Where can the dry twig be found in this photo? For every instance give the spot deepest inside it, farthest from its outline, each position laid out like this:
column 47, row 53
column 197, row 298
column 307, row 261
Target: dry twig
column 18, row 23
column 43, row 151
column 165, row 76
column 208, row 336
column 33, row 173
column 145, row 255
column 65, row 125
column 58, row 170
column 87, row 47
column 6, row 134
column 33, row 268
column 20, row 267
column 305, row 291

********

TASK TO COMPLETE: Give the whole listing again, character for character.

ANSWER BOX:
Where can the dry twig be found in this photo? For every instance give the spot deepest inside it, farthest from its outline, each position laid out like this:
column 47, row 53
column 197, row 298
column 307, row 261
Target: dry twig
column 18, row 23
column 43, row 151
column 165, row 76
column 208, row 336
column 33, row 173
column 145, row 255
column 65, row 125
column 58, row 170
column 87, row 47
column 6, row 134
column 33, row 268
column 20, row 267
column 305, row 291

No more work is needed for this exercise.